* Excerto do texto:

▼

Uma marca já antiga, com um slogan curioso - mas em várias versões: uma com "meias" e outra com "collantts"(sic)

Palavras

Por João Paulo Guerra

NUMA TARDE calma de Janeiro, na fila para a caixa do supermercado, erguia-se, acima dos ruídos de funcionamento do estabelecimento e dos suspiros dos clientes com a míngua das compras e a alta dos preços, a voz exaltada de uma jovem cliente.

Ia-se embora sem comprar o que queria. O mercado deixara de vender determinadas «bolachas agressivas» que procurava. Ouvi bem, embora não percebesse nada: "bolachas agressivas".

Eu, que em tempos recebi um convite para desempenhar funções de "consultor japonês" em dada empresa, já não devia espantar-me com nenhuma das palavras que as seitas lançam no vocabulário do dia-a-dia. Ainda há dias me contava um luso-angolano, regressado de uma visita a Luanda, que um local lhe explicara que os novos estabelecimentos do Mussulo estavam a registar uma "aderência implacável". Há uma cultura de ouvido, com uma fartura de palavras a cair na fome dos conhecimentos de língua portuguesa.

▲

* Tarefa 1: Localize nos registos todas as linhas que contêm a palavra "shirt" e copie-as. A distinção entre maiúsculas e minúsculas conta.

* Registos:
▼

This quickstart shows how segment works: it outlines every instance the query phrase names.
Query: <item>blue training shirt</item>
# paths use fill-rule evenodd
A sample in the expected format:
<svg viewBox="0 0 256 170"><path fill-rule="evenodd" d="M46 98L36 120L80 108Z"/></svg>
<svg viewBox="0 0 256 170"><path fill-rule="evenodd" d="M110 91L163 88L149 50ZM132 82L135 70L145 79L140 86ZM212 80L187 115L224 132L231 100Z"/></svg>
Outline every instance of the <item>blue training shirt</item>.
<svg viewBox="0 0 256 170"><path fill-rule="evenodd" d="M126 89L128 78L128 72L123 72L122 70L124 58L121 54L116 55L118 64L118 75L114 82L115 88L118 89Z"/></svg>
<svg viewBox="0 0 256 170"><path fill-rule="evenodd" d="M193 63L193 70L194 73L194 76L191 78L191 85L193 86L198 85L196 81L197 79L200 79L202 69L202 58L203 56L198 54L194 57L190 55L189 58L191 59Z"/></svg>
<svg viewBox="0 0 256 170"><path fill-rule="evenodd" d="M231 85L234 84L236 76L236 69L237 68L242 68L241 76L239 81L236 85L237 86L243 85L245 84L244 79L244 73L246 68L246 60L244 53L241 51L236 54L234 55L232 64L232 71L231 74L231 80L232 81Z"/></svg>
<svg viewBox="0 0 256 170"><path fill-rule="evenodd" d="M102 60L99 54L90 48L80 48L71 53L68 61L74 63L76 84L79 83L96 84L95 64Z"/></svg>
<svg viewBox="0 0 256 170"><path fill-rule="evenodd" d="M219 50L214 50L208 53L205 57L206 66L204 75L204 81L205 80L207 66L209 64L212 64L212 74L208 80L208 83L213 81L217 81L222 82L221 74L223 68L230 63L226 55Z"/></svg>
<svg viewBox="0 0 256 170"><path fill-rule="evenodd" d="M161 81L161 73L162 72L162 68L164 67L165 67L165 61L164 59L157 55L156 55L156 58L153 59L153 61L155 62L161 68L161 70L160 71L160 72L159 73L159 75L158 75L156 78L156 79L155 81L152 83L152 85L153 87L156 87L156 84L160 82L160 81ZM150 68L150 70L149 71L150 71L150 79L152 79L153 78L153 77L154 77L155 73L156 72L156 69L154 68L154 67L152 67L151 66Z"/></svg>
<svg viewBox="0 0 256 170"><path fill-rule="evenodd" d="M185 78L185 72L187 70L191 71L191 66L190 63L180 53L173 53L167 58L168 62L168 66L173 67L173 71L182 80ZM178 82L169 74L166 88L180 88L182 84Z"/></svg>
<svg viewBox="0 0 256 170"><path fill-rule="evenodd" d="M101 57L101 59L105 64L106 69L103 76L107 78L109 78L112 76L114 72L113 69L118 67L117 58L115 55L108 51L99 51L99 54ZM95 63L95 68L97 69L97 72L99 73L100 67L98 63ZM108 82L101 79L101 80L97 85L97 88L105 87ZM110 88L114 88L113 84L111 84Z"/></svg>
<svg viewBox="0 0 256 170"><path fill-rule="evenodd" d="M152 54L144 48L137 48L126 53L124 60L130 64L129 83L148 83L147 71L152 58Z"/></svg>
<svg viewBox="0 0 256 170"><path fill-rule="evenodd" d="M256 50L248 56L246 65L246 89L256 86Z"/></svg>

▲

* Tarefa 2:
Responda a estas perguntas sobre o excerto:
(a) Que produto procurava a jovem cliente que o supermercado deixara de vender?
(b) Para que funções foi o autor, em tempos, convidado numa empresa?
(c) Que expressão usou um local para descrever o que os novos estabelecimentos do Mussulo estavam a registar?

* Resposta correta 1:
Query: <item>blue training shirt</item>
Outline every instance of the <item>blue training shirt</item>.

* Resposta correta 2:
(a) Procurava umas «bolachas agressivas».
(b) Foi convidado para desempenhar funções de "consultor japonês".
(c) Usou a expressão "aderência implacável".